__Tâches à réaliser__
[1] Reproduisez à l'identique le passage du texte fourni situé entre « Ils sont unanimes » et « de rodéos nocturnes... », bornes incluses.
[2] Répondez aux questions suivantes d'après le texte fourni :
(a) À quel âge le texte propose-t-il d'abaisser l'âge pénal ?
(b) Quel slogan figure seul sur une ligne, suivi de trois points d'exclamation ?
(c) Jusqu'où l'ennemi intérieur s'est-il immiscé ?

Sociologues et universitaires agrippés aux mamelles du ministère de l'intérieur, juristes ventrus du monde pénal, flics au bord de la crise de nerfs en réclamation de nouveaux droits, conseillers disciplinaires en zone d'éducation prioritaire, experts patentés en violences urbaines, missionnaires parlementaires en barbe blanche, journalistes dociles, reporters et cinéastes de « l'extrême », philosophes amateurs des garden-parties de l'Élysée, idéologues du marché triomphant et autres laquais de la plus-value ; et bien évidemment, la cohorte des responsables politiques candidats au poste de premier illusionniste de France... tous, jour après jour, font tinter en prime-time le même son de cloche braillard :
« Tolérance zéro » !!!
« Rétablissement de l'ordre républicain bafoué dans ces cités où la police ne va plus ».
Ils sont unanimes et hurlent jusqu'à saturation, à longueur d'ondes et d'antenne, qu'il faut « oser » la guerre du « courage civique » face aux hordes de « nouveaux barbares » qui infestent la périphérie de nos villes. Qu'on en finisse avec le diable !!! l'ennemi intérieur, fourbe et infâme, s'est immiscé jusque dans nos campagnes et y a pris position. Ne craignons pas les contrats locaux de sécurité, les couvre-feux, l'abaissement de l'âge pénal à 13 ans, l'ouverture de nouveaux centres de détention pour mineurs, la suppression des allocations familiales aux familles de délinquants... Que la caillera se le tienne pour dit, la République ne laissera pas sombrer le pays dans le chaos apocalyptique des vols de portables, du recel d'autoradios ou du deal de shit sous fond de rodéos nocturnes...

__Extrait des données__

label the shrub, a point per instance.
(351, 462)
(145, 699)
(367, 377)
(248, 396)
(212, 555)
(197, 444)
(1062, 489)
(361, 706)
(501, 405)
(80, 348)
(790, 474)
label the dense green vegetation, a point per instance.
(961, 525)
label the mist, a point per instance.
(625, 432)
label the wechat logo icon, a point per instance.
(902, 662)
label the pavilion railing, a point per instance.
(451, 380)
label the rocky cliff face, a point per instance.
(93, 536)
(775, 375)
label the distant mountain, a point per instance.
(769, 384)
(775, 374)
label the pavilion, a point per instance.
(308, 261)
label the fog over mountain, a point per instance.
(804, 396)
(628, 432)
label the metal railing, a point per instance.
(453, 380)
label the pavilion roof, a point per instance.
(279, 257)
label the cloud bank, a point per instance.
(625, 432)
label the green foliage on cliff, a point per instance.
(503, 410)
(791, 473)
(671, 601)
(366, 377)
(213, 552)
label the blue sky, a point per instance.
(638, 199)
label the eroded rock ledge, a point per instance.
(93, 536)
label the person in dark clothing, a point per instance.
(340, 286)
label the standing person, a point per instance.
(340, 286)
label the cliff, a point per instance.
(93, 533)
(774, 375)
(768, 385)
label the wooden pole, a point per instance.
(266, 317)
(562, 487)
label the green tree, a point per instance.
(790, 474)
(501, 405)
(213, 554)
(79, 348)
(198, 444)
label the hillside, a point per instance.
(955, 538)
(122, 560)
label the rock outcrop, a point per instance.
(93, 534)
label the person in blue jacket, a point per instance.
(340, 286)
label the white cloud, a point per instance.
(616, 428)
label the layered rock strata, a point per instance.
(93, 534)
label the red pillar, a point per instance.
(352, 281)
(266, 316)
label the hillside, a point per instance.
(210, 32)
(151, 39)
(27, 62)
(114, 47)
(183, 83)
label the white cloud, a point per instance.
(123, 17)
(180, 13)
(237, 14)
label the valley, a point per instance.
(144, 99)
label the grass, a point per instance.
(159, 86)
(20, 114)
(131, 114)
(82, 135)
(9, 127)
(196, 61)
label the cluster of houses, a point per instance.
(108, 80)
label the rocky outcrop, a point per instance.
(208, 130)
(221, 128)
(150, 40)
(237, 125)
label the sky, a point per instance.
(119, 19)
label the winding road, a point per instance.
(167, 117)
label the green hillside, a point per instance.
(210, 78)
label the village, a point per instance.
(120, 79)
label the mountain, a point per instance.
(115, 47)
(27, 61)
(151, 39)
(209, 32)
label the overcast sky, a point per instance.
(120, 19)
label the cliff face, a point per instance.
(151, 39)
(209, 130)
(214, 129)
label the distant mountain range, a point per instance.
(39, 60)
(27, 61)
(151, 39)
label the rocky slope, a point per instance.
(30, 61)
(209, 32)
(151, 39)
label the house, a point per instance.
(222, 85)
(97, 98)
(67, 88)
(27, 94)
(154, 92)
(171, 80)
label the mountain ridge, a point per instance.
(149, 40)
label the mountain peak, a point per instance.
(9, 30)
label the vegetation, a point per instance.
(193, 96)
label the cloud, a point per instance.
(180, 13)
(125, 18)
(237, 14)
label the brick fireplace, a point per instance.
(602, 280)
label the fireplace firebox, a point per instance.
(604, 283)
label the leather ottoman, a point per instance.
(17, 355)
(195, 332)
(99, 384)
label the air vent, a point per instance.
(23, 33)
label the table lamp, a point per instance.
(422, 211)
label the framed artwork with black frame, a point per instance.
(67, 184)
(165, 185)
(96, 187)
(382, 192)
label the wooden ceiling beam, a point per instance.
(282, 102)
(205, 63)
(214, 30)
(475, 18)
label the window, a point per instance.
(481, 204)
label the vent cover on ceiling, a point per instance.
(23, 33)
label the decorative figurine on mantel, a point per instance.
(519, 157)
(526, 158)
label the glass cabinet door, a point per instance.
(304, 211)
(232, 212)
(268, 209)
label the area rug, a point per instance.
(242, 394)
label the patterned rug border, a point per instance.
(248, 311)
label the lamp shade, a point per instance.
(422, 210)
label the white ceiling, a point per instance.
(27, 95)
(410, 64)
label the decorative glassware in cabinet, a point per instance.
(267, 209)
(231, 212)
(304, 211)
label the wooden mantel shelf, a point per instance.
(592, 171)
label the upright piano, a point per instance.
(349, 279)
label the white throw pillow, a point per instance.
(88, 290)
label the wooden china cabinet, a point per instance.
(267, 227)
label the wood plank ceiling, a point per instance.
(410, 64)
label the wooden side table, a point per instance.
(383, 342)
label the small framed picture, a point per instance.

---

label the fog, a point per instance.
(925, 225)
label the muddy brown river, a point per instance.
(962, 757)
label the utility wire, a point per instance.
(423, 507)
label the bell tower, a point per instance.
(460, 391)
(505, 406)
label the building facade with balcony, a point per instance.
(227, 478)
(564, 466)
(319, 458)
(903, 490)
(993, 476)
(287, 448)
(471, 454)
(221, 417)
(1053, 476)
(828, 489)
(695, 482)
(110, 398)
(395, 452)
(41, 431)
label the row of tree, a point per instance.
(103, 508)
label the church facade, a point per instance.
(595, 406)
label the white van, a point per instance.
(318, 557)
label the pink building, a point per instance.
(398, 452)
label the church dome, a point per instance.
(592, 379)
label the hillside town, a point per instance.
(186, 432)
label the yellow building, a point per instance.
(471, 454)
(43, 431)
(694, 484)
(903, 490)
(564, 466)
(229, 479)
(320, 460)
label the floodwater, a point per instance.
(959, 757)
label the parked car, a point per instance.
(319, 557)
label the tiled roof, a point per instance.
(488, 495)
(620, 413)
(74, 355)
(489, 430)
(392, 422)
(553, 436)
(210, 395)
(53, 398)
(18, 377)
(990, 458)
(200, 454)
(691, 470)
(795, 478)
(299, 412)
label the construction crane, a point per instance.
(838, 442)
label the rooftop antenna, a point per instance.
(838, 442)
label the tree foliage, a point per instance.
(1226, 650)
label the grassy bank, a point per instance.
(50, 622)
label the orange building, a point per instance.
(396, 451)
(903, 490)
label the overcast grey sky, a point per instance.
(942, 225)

__Corrigé par tâche__
[1]
Ils sont unanimes et hurlent jusqu'à saturation, à longueur d'ondes et d'antenne, qu'il faut « oser » la guerre du « courage civique » face aux hordes de « nouveaux barbares » qui infestent la périphérie de nos villes. Qu'on en finisse avec le diable !!! l'ennemi intérieur, fourbe et infâme, s'est immiscé jusque dans nos campagnes et y a pris position. Ne craignons pas les contrats locaux de sécurité, les couvre-feux, l'abaissement de l'âge pénal à 13 ans, l'ouverture de nouveaux centres de détention pour mineurs, la suppression des allocations familiales aux familles de délinquants... Que la caillera se le tienne pour dit, la République ne laissera pas sombrer le pays dans le chaos apocalyptique des vols de portables, du recel d'autoradios ou du deal de shit sous fond de rodéos nocturnes...

[2]
(a) À 13 ans.
(b) « Tolérance zéro ».
(c) Jusque dans nos campagnes.